# Start of Task material
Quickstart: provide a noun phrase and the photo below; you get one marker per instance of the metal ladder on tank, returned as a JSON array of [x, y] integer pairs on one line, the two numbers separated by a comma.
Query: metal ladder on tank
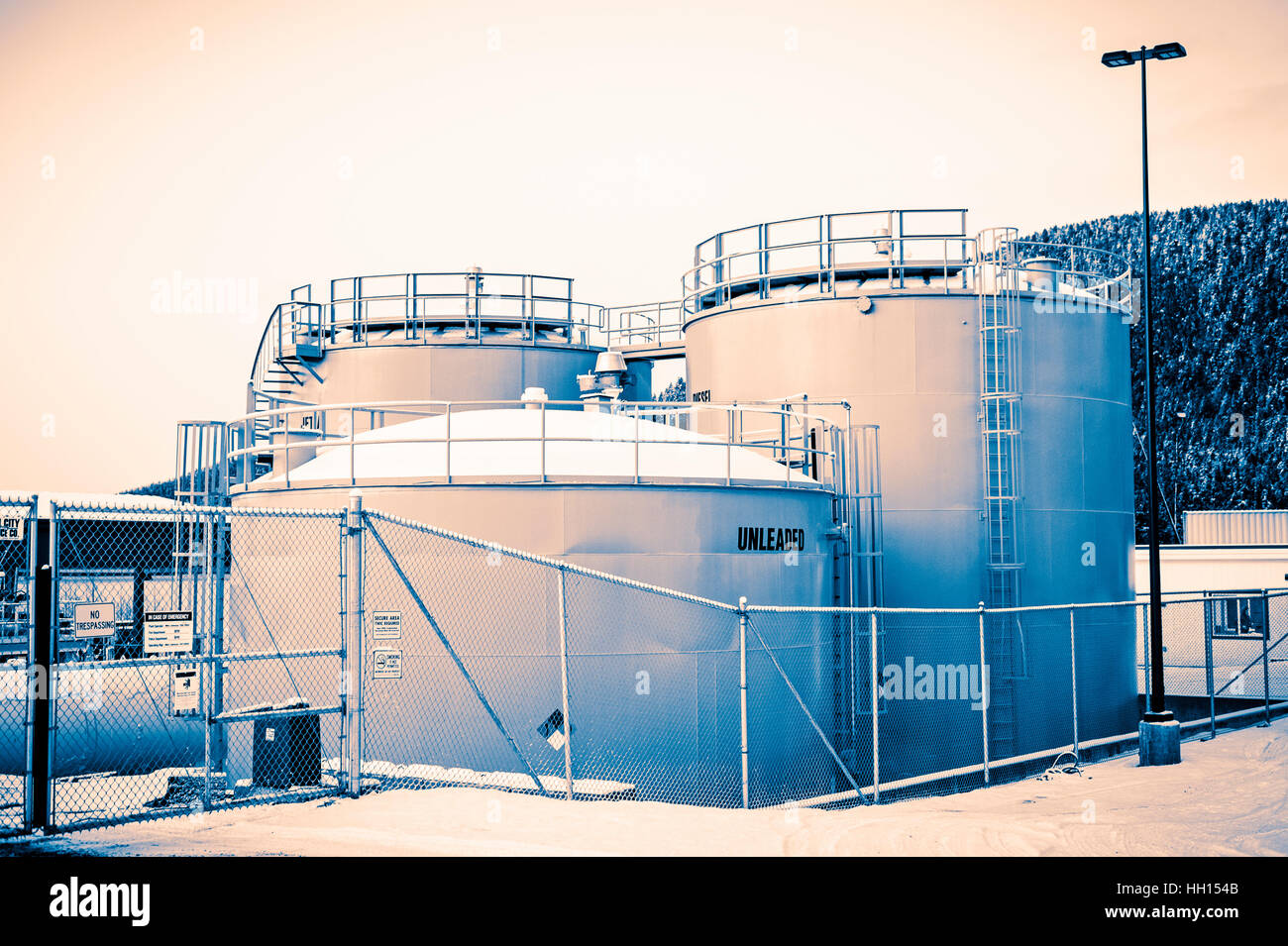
# End of Task material
# Start of Task material
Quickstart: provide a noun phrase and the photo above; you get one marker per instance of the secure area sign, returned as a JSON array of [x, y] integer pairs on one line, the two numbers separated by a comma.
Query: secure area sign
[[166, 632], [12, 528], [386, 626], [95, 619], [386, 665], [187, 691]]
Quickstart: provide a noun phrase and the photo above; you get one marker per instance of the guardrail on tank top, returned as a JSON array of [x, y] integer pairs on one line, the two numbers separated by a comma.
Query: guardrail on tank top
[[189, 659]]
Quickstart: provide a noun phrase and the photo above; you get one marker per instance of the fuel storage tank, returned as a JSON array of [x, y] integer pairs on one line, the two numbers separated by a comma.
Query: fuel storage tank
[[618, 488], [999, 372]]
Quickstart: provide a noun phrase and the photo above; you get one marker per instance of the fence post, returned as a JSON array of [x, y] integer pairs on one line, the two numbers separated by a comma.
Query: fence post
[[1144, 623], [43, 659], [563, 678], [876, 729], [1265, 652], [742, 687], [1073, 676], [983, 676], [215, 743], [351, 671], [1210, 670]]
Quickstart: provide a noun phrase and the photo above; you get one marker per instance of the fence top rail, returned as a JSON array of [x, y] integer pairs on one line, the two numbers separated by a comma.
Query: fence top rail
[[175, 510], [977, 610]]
# End of Task material
# Start of Task material
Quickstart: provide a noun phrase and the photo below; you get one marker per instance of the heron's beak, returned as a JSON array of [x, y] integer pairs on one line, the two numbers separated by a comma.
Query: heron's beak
# End of Task material
Problem — Please pull out every line in the three blocks above that contains the string "below", and copy each one in full.

Output —
Quickstart: provide a noun phrase and the photo below; you get one marker per instance of the metal ladder on tank, returned as a JSON array of [x, y] integer pairs on one line, the two numbers separated by a comma.
Quickstart: provide a noun phrase and the photo below; you get one marker per instance of the heron's beak, returned as a JSON array of [x, y] integer pairs on one line, the two numbers separated by a comma.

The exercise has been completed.